In the child support text below, which parent is paid the difference between the two support calculations under the 2009 Guidelines?

SOURCE TEXT:
====================

In 2009, the Massachusetts Child Support Guidelines added language acknowledging the increase in shared parenting by specifically defining how the Court should calculate child support differently when parents share parenting time "equally, or approximately equally."  The 2009 Guidelines recognized the sharing of parenting costs in shared parenting arrangements, determining the presumptive support amount "by calculating the child support guidelines twice, first with one parent as the Recipient, and second with the other parent as the Recipient. The difference in the calculations shall be paid to the parent with the lower weekly support amount."

Prior to this addition there was significant deviation in how different Judges handled the question of child support in shared parenting arrangements, ranging from no child support to standard child support guidelines, both extremes of which fail to recognize the financial impact of shared parenting.

However, the 2009 Guidelines still left questions as to how to handle cases that didn't fit a one-third or equal parenting time.  While the 2009 guidelines indicated that they were "based upon the child(ren) having a primary residence with one parent and spending approximately one-third of the time with the other parent" they didn't give guidance on what to do when a parent had less than one-third time.  Nor did they give guidance on where to draw the line between one-third time and "approximately equal."

====================

Saved data entries:
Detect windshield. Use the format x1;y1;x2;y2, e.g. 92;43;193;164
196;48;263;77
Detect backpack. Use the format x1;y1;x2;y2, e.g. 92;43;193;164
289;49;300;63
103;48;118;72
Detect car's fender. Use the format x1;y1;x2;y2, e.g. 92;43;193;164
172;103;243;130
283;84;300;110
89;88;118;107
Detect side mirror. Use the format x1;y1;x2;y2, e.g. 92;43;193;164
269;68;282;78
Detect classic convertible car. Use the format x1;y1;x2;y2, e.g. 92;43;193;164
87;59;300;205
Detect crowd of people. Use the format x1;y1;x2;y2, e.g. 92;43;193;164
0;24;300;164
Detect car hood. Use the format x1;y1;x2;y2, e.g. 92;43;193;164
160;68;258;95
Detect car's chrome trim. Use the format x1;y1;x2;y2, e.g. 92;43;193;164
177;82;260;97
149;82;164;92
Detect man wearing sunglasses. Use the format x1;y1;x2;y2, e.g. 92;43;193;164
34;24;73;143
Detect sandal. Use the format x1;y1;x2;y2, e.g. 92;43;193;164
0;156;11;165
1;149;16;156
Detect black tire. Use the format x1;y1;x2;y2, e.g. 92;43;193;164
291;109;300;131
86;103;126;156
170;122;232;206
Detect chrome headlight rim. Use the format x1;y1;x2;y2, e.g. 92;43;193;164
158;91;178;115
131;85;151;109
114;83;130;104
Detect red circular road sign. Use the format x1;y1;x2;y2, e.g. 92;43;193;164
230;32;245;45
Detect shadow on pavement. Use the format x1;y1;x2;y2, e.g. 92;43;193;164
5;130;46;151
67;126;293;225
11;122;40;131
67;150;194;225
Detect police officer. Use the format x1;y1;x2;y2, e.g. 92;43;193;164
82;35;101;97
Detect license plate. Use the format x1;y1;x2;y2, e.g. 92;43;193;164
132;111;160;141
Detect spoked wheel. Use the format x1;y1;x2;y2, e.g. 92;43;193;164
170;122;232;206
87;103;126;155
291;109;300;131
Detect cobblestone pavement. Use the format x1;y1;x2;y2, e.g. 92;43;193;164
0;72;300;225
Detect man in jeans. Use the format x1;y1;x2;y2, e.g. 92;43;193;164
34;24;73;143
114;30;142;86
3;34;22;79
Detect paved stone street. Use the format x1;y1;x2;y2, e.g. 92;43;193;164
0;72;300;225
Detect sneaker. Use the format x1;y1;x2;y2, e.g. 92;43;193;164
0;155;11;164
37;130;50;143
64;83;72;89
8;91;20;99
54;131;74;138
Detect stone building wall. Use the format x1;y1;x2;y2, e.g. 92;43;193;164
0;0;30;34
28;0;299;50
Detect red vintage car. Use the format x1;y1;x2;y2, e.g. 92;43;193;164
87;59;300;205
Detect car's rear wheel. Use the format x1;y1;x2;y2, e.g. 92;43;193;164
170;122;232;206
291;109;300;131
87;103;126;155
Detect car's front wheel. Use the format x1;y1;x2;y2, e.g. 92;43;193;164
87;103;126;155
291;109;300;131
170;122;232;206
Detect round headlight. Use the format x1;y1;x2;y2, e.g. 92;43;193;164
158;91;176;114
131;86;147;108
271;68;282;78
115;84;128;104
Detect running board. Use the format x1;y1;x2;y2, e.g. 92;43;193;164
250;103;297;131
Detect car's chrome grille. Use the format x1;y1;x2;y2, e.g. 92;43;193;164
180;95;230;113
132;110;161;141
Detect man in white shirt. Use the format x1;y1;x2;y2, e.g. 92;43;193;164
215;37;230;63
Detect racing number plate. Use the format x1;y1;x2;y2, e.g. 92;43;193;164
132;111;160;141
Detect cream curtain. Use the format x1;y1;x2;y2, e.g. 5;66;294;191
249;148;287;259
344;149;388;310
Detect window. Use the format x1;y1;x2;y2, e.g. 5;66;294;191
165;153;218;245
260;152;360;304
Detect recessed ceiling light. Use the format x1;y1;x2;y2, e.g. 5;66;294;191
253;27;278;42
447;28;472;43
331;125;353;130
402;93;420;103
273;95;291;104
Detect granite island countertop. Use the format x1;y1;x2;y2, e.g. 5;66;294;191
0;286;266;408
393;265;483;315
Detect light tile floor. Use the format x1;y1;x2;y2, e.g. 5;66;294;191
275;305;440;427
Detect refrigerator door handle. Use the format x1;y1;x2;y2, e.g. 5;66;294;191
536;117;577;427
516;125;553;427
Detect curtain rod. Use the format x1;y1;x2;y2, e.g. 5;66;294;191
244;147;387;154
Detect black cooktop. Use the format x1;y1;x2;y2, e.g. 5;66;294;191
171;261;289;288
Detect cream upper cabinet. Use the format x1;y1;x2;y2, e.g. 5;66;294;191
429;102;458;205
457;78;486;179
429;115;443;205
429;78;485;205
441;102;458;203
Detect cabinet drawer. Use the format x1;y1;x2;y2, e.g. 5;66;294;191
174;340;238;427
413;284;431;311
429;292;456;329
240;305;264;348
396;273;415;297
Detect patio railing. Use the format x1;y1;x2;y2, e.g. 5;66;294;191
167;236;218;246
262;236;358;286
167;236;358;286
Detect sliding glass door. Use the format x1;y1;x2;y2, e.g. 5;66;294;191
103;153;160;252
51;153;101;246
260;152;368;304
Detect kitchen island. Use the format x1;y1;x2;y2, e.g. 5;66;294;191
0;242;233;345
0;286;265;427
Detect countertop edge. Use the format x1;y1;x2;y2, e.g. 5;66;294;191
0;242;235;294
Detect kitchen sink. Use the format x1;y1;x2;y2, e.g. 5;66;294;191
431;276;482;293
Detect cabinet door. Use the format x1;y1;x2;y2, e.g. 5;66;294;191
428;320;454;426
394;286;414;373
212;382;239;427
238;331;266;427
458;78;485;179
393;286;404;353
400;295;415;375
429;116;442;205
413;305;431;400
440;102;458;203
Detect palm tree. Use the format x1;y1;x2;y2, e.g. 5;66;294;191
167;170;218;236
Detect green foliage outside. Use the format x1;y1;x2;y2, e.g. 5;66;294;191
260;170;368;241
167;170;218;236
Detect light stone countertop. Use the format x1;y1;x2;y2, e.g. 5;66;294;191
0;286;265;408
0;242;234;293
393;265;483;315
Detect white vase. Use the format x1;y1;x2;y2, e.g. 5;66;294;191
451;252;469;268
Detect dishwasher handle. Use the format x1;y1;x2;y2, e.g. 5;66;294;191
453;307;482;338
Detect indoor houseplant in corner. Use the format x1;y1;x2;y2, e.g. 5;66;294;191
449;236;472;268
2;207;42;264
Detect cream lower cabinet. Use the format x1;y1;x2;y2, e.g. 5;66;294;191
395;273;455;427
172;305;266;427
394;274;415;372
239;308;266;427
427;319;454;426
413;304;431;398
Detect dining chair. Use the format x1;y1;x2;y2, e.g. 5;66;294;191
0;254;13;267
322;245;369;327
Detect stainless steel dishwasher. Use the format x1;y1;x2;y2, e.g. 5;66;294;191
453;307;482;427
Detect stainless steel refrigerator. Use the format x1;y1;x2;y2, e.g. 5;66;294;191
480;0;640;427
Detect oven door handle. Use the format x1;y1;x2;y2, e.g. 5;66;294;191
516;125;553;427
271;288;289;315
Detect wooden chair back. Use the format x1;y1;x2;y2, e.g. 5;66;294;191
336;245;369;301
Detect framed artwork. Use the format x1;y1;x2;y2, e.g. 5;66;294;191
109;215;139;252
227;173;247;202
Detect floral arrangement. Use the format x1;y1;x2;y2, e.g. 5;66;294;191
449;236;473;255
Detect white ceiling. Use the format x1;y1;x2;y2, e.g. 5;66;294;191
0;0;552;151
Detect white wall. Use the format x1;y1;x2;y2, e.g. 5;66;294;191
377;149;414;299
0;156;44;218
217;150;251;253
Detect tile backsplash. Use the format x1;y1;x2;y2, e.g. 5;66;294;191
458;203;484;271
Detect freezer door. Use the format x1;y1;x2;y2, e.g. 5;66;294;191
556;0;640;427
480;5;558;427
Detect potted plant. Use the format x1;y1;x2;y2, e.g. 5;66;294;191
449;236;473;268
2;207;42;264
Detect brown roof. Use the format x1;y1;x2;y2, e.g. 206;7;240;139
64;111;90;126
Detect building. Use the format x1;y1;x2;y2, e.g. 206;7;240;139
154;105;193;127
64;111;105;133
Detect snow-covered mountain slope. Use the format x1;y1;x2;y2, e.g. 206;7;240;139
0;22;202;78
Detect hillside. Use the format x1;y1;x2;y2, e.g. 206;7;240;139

====================

ANSWER TO THIS TASK:
The parent with the lower weekly support amount.